### SELECTED TEXT

# Mk3 Discounts Anybody ?



## Templar (Mar 9, 2012)

Just bumbling around the tinterweb and already there's discounts being offered on the mk3 albeit small, every little helps. Check it out.
https://www.orangewheels.co.uk/enquirie ... s/new.html

There's about another 100 or so off the TTS too, anyone else found discounts offered on the mk3 ?


----------



## melauditt (Dec 12, 2014)

got cruise control and armrest, me.


----------



## jonh (Dec 6, 2014)

Managed to get £575 off a MK3 TTS, hard work though, had to 'walk away' twice!


----------



## Hoggy (May 8, 2002)

Hi, New car prices are always inflated so it looks as if you are getting a discount. 
If you wish to be first then you will have to pay top price.
Hoggy.


----------



## melauditt (Dec 12, 2014)

had to try 3 different dealerships.


----------



## nkpt7 (Oct 14, 2014)

I managed to get 5% of the total price when I pre-ordered it end of August. Hopefully I will get the keys in 10 days


----------



## Templar (Mar 9, 2012)

A little bit of discount at this early stage of the mk3 could be the difference of another option on the list or a dolop towards a must have option. 
Glad to see some have had a little off...worth showing the dealer that's playing hardball that there are places to get money off.


----------



## 90TJM (Sep 30, 2013)

With the exchange rate against the euro,oil and metal prices falling there should be room for some good discounts soon.


----------



## Pale Rider (Nov 15, 2011)

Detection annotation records
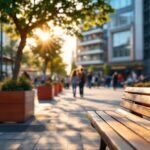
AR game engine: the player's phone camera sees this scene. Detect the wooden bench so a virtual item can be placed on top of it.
[87,87,150,150]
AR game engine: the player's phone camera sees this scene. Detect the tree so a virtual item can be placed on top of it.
[48,54,67,77]
[31,36,63,75]
[3,39,17,71]
[0,0,113,80]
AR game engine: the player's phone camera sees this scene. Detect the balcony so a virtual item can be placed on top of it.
[77,60,104,65]
[78,39,104,46]
[78,49,104,56]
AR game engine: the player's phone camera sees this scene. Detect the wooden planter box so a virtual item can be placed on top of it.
[37,86,54,100]
[0,91,34,122]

### LIST OF TASKS
1. In the Mk3 discount thread, how much did jonh manage to get off a MK3 TTS?
2. Echo the Mk3 discount thread from "A little bit" down to "good discounts soon.".

### RESULTS FOR THE EXERCISE
1. £575

2.
A little bit of discount at this early stage of the mk3 could be the difference of another option on the list or a dolop towards a must have option. 
Glad to see some have had a little off...worth showing the dealer that's playing hardball that there are places to get money off.


----------



## 90TJM (Sep 30, 2013)

With the exchange rate against the euro,oil and metal prices falling there should be room for some good discounts soon.